• _What the exercise asks_: Reproduce the entries below with "knit cap" substituted for every occurrence of "beanie", keeping all other text unchanged. Omit the pictures from your answer.

• _Data for the task_:

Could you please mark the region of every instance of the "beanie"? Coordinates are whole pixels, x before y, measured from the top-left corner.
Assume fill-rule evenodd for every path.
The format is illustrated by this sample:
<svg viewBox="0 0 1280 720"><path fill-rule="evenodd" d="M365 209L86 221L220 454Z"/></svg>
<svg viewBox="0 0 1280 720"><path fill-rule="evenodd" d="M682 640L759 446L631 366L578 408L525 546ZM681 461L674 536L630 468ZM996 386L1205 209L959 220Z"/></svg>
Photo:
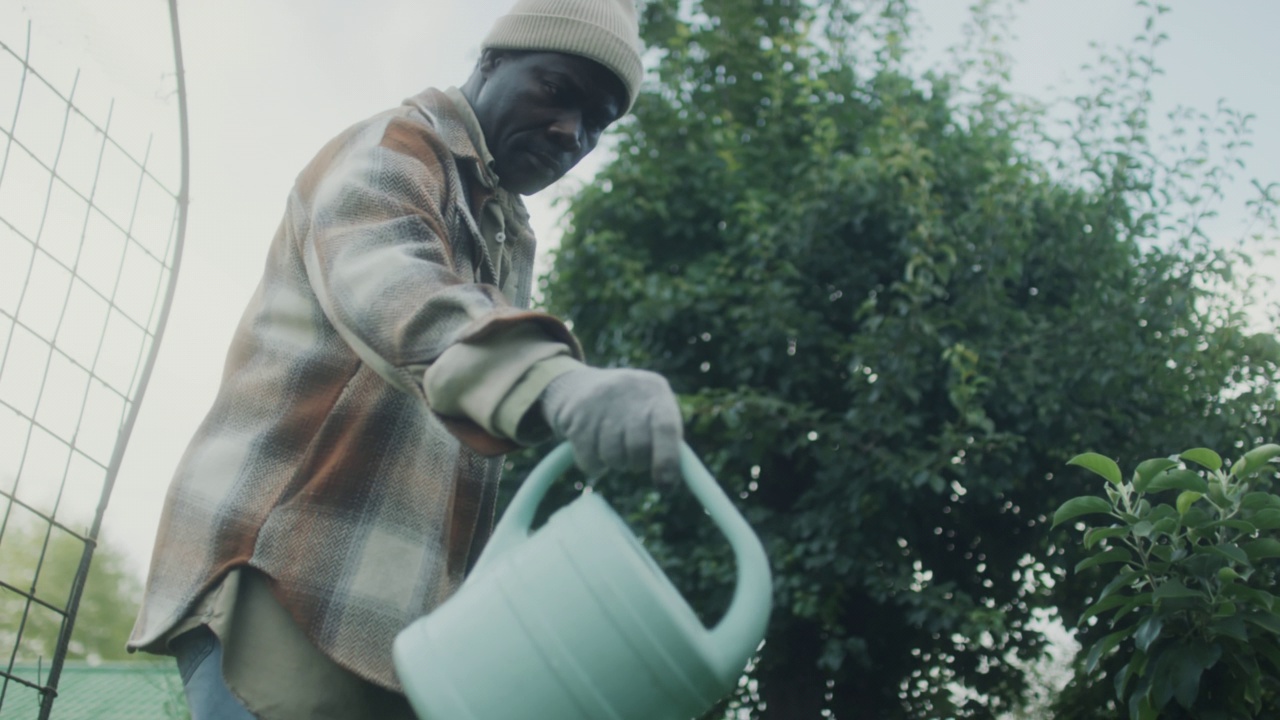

• _Solution_:
Could you please mark the region of every instance of the "knit cap"? Coordinates are whole pixels, x before y, measured from the top-left corner.
Assume fill-rule evenodd for every path.
The format is illustrated by this sample:
<svg viewBox="0 0 1280 720"><path fill-rule="evenodd" d="M365 209L86 221L220 454Z"/></svg>
<svg viewBox="0 0 1280 720"><path fill-rule="evenodd" d="M682 640L759 446L631 366L578 408L525 546ZM681 461L674 536L630 468ZM996 386L1205 209L959 220Z"/></svg>
Photo:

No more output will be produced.